* **Problem statement**: Transcribe the data below exactly, from the line containing "Task: indicate the metal dough cutter" through the final line of the data.

* **Data for the task**:
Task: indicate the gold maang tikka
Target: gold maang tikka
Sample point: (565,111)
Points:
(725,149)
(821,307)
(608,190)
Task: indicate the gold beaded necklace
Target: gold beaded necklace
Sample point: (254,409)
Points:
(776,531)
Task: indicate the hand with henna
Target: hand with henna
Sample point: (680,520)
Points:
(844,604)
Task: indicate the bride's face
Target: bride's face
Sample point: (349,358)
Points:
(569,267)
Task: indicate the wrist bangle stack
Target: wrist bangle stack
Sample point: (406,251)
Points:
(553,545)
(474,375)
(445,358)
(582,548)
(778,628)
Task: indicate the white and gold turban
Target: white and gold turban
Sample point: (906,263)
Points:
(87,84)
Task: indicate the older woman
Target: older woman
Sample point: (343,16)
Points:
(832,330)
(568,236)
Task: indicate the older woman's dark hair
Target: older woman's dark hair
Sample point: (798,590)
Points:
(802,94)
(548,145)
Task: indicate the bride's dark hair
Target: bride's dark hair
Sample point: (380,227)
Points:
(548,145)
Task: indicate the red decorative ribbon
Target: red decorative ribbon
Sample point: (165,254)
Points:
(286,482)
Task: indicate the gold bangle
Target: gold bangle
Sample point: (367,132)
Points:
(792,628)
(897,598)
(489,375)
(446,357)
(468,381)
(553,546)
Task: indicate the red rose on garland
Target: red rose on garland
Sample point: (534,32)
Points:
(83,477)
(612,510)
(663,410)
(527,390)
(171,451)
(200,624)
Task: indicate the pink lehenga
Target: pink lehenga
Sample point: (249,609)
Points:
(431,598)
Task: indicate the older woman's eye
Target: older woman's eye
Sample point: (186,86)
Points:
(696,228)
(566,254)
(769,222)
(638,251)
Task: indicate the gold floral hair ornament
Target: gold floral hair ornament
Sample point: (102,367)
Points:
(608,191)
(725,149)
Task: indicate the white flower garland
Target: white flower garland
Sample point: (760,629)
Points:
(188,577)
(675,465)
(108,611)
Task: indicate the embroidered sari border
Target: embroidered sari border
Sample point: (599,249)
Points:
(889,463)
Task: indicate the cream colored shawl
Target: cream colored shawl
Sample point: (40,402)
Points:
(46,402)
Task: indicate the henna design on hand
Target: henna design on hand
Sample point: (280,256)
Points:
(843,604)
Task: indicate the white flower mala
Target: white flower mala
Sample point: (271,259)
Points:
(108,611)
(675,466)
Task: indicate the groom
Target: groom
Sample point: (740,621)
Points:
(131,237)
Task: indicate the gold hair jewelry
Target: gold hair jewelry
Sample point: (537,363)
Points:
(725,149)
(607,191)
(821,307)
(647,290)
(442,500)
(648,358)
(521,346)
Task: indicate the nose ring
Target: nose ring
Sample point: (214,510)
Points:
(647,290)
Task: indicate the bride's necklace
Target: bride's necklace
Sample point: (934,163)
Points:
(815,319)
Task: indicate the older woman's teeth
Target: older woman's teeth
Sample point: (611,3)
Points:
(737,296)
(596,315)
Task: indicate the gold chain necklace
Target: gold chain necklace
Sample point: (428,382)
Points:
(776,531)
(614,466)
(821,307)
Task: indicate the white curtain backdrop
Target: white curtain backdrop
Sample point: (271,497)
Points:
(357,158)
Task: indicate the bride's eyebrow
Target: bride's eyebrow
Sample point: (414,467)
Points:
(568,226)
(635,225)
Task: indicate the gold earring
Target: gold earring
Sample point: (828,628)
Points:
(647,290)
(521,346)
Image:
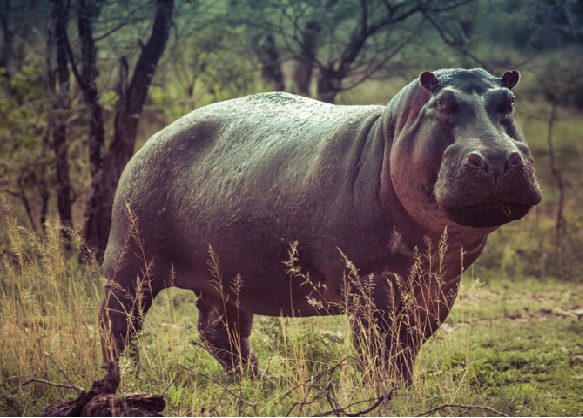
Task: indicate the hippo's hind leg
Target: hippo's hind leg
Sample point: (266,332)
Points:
(122,315)
(224,330)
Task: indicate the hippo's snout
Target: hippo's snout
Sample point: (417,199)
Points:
(495,164)
(486,188)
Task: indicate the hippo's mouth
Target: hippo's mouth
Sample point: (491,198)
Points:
(486,216)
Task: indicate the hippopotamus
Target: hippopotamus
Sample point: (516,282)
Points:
(276,204)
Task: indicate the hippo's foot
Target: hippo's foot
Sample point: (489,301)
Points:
(225,331)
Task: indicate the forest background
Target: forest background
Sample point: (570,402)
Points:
(83,84)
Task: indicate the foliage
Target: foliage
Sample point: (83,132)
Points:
(510,345)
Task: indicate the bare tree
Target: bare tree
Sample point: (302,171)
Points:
(132,96)
(345,43)
(58,89)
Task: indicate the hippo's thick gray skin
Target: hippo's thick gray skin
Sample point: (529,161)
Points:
(251,175)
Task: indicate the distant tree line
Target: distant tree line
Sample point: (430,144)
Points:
(76,75)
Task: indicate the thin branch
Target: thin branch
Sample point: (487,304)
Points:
(76,388)
(459,406)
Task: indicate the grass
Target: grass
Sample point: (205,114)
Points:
(510,345)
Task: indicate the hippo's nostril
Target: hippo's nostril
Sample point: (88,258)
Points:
(475,159)
(515,158)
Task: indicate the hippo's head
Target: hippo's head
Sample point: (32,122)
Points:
(470,165)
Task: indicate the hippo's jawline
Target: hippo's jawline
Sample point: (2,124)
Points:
(486,216)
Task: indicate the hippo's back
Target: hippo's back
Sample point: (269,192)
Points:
(248,176)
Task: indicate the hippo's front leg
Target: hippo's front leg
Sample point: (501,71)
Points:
(224,330)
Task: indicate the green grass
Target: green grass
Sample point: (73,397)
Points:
(511,344)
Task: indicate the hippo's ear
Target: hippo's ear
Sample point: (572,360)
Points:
(428,80)
(510,78)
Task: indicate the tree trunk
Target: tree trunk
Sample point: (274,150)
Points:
(88,13)
(7,37)
(329,84)
(129,108)
(269,57)
(305,61)
(59,93)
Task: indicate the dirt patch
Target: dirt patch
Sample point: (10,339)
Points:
(525,314)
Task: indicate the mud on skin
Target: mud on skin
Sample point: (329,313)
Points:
(251,175)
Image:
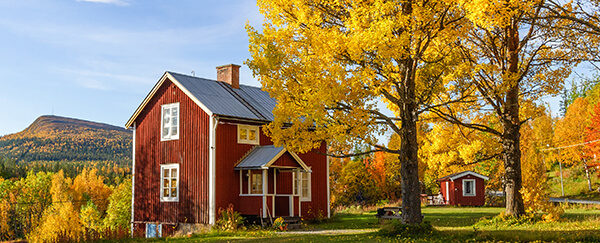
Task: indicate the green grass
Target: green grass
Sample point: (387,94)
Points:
(452,223)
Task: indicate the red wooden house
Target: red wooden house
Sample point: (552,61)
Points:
(465,188)
(199,146)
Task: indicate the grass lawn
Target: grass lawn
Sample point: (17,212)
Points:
(453,225)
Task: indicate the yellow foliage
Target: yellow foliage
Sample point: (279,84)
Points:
(329,62)
(535,185)
(6,233)
(90,186)
(60,221)
(570,130)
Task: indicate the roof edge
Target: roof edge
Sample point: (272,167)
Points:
(464,173)
(156,87)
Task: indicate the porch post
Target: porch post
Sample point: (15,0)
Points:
(292,204)
(274,190)
(264,193)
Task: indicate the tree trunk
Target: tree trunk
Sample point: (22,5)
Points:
(587,174)
(409,165)
(512,125)
(512,168)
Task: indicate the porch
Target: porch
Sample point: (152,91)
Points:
(272,183)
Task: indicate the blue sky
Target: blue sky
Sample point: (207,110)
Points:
(97,59)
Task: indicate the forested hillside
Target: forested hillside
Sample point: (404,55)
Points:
(54,138)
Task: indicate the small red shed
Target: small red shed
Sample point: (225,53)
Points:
(465,188)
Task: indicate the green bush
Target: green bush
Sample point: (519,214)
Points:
(229,220)
(395,228)
(503,220)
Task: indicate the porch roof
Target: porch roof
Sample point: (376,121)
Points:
(262,157)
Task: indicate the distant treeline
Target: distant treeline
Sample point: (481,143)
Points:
(112,146)
(113,172)
(53,207)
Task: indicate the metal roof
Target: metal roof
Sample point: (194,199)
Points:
(461,174)
(246,102)
(259,157)
(262,157)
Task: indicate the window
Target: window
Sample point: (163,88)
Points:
(170,122)
(468,187)
(248,134)
(169,186)
(256,183)
(302,185)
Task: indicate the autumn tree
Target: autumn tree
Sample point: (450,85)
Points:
(516,57)
(328,63)
(60,222)
(89,186)
(118,214)
(570,130)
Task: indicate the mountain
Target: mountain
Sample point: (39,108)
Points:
(55,138)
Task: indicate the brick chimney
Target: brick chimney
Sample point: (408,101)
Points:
(230,74)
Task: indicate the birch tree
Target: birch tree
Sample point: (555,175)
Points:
(329,62)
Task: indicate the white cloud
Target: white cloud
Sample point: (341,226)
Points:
(115,2)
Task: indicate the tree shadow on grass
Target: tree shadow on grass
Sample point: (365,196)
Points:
(456,219)
(588,235)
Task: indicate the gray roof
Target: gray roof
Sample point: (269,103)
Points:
(461,174)
(259,157)
(246,102)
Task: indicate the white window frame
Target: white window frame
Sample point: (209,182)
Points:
(474,193)
(169,167)
(248,129)
(297,187)
(170,125)
(251,181)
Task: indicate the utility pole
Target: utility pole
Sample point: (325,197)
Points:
(562,188)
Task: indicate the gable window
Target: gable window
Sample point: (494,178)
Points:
(256,183)
(468,187)
(248,134)
(169,186)
(302,185)
(170,122)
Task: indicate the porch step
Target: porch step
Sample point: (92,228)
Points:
(292,222)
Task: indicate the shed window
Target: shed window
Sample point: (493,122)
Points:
(468,187)
(302,185)
(170,122)
(256,183)
(169,185)
(248,134)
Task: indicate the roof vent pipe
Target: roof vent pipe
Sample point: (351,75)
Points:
(230,74)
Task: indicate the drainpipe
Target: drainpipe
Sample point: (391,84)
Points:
(133,178)
(214,122)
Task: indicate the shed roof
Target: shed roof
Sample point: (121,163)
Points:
(218,98)
(462,174)
(262,157)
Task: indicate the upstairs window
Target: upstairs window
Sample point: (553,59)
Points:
(248,134)
(302,185)
(468,187)
(170,122)
(169,185)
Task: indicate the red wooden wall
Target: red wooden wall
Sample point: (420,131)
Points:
(190,151)
(456,192)
(228,154)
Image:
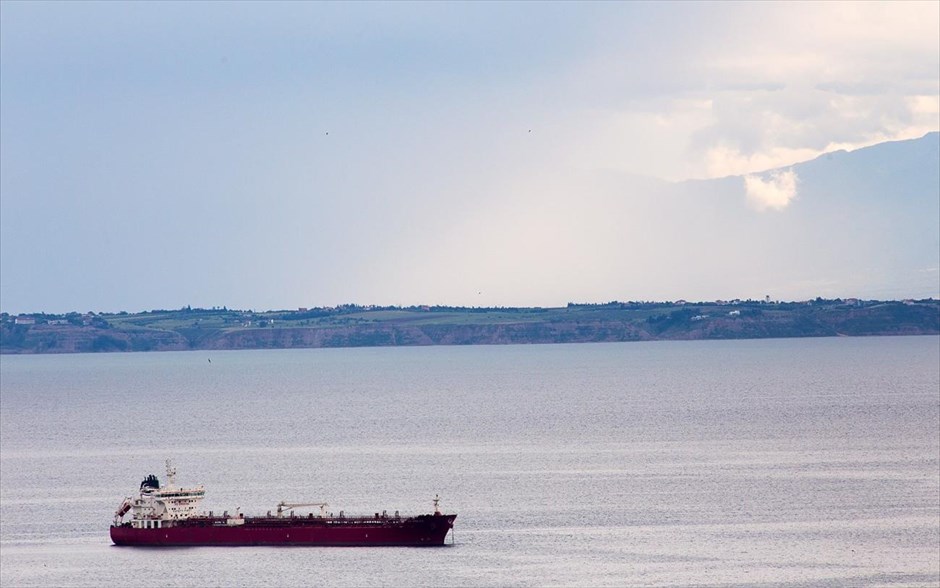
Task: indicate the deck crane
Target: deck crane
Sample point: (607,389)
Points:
(282,506)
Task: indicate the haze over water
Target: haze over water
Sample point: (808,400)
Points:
(773,463)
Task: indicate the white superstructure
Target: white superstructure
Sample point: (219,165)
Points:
(155,506)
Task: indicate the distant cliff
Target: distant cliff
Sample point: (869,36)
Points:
(356,326)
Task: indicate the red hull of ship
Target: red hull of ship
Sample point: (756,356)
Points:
(427,530)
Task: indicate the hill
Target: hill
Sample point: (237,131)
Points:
(358,326)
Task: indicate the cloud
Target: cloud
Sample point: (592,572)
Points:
(775,192)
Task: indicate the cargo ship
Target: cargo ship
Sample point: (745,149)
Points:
(170,516)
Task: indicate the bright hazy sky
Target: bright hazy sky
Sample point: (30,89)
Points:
(276,155)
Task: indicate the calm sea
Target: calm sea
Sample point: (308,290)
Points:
(804,462)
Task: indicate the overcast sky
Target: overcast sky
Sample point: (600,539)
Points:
(276,155)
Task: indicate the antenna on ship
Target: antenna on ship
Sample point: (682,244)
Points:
(170,474)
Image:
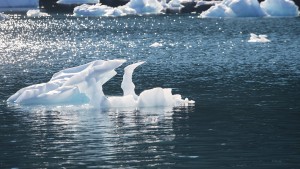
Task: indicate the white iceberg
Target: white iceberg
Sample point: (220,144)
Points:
(258,38)
(70,2)
(251,8)
(83,85)
(175,6)
(18,4)
(235,8)
(156,44)
(133,7)
(36,13)
(3,16)
(280,8)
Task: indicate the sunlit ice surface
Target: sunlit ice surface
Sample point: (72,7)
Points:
(246,94)
(84,85)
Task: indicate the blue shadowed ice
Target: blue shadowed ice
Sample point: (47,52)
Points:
(83,85)
(133,7)
(252,8)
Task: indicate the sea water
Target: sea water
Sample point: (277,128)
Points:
(246,112)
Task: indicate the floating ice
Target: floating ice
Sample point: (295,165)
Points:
(3,16)
(69,2)
(131,8)
(235,8)
(83,85)
(258,38)
(200,3)
(36,13)
(175,6)
(280,7)
(252,8)
(7,4)
(156,44)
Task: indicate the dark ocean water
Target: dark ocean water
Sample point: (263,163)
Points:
(247,111)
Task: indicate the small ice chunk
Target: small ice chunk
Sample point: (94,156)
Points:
(258,38)
(69,2)
(156,44)
(36,13)
(3,16)
(280,8)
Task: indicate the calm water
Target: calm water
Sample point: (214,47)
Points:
(247,95)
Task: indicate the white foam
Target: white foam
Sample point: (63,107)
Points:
(82,85)
(36,13)
(251,8)
(69,2)
(258,38)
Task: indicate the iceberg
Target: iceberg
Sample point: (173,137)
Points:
(70,2)
(251,8)
(6,5)
(133,7)
(156,44)
(175,6)
(280,8)
(36,13)
(82,85)
(235,8)
(3,16)
(258,38)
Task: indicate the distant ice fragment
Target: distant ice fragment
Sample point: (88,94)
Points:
(252,8)
(235,8)
(175,6)
(69,2)
(83,85)
(156,44)
(280,8)
(133,7)
(36,13)
(3,16)
(258,38)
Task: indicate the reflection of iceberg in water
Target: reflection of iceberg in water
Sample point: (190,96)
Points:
(83,85)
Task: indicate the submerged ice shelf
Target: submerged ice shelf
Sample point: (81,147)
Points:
(83,85)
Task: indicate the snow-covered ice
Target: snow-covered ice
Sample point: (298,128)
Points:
(3,16)
(133,7)
(18,4)
(175,6)
(82,85)
(258,38)
(36,13)
(156,44)
(69,2)
(252,8)
(280,7)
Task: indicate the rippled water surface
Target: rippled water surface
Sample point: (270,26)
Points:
(247,95)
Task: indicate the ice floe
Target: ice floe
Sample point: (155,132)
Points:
(252,8)
(280,8)
(133,7)
(156,44)
(82,85)
(258,38)
(69,2)
(3,16)
(36,13)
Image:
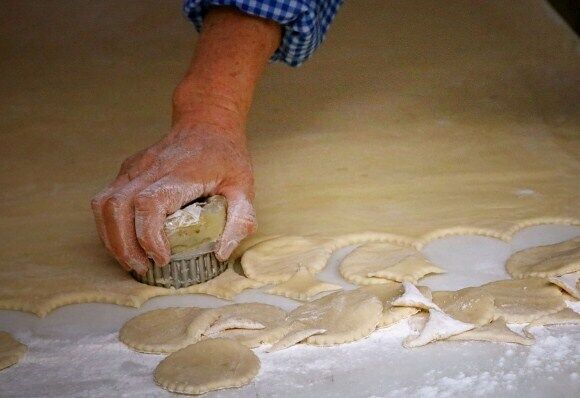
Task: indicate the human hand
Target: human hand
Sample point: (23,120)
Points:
(190,162)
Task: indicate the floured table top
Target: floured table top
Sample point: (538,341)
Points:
(415,118)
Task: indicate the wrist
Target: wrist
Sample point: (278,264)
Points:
(195,104)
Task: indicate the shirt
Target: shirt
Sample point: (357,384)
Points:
(305,22)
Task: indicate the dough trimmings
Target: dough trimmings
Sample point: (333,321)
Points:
(270,317)
(439,326)
(470,305)
(207,365)
(496,332)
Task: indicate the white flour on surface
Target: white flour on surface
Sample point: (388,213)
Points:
(74,351)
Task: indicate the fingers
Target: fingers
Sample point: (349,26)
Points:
(241,222)
(152,206)
(118,219)
(98,202)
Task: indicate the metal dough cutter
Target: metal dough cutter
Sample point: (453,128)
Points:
(192,233)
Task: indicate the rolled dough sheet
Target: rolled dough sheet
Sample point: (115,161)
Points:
(302,286)
(461,124)
(546,261)
(373,263)
(11,350)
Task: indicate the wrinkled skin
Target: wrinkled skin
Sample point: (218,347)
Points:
(183,166)
(204,154)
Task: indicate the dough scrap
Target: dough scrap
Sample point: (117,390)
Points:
(469,305)
(495,331)
(414,298)
(387,294)
(207,365)
(233,322)
(565,317)
(303,285)
(544,261)
(11,350)
(295,337)
(227,285)
(370,261)
(523,300)
(570,283)
(165,330)
(439,326)
(346,316)
(277,260)
(271,317)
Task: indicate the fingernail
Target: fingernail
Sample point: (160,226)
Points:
(138,267)
(225,251)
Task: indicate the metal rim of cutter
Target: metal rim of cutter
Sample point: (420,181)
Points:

* **Task output**:
Task: indicate the metal dough cutter
Target: metal dough cutter
Sample point: (453,128)
Points:
(192,233)
Task: indicate the rolled dough sheet
Target: rolled dough sheet
Sample point: (115,161)
Points:
(302,286)
(461,124)
(546,261)
(373,263)
(11,350)
Task: indicate the wrinkled skin
Target: wrinkled skin
Sample point: (218,347)
Points:
(183,166)
(204,154)
Task: indicate the dough scrap
Target: dough scrap
Sample point: (117,390)
Points:
(469,305)
(495,331)
(414,298)
(387,294)
(207,365)
(233,322)
(565,317)
(303,285)
(544,261)
(11,350)
(295,337)
(227,285)
(370,261)
(523,300)
(570,283)
(165,330)
(439,326)
(346,316)
(277,260)
(271,317)
Task: indicate the fingernail
Target: fingernail
Sample point: (160,226)
Points:
(138,267)
(225,251)
Task: indicate the metal rim of cutter
Target: metal rim of cutter
Sample point: (420,181)
Points:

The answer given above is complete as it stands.